#### [PROBLEM DETAILS]
Reproduce each of the rows below character for character, without changing anything.
[Begin MATERIAL FOR THIS EXERCISE]
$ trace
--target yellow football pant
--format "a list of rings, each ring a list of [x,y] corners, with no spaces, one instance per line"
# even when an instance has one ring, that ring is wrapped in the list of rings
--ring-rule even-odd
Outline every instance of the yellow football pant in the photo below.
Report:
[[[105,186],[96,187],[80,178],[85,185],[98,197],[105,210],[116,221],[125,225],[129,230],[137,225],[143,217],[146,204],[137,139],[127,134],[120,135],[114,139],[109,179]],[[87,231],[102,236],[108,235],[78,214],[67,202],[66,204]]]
[End MATERIAL FOR THIS EXERCISE]
#### [TASK SOLUTION]
$ trace
--target yellow football pant
--format "a list of rings, each ring a list of [x,y] corners, with no spaces, one instance per line"
# even when an instance has one ring, that ring is wrapped in the list of rings
--ring-rule even-odd
Outline every instance of the yellow football pant in the photo below.
Report:
[[[105,186],[96,187],[80,178],[85,185],[98,197],[105,210],[116,221],[125,225],[129,230],[137,225],[143,217],[146,204],[137,139],[127,134],[120,135],[114,139],[109,179]],[[87,231],[102,236],[108,235],[78,214],[67,202],[66,204]]]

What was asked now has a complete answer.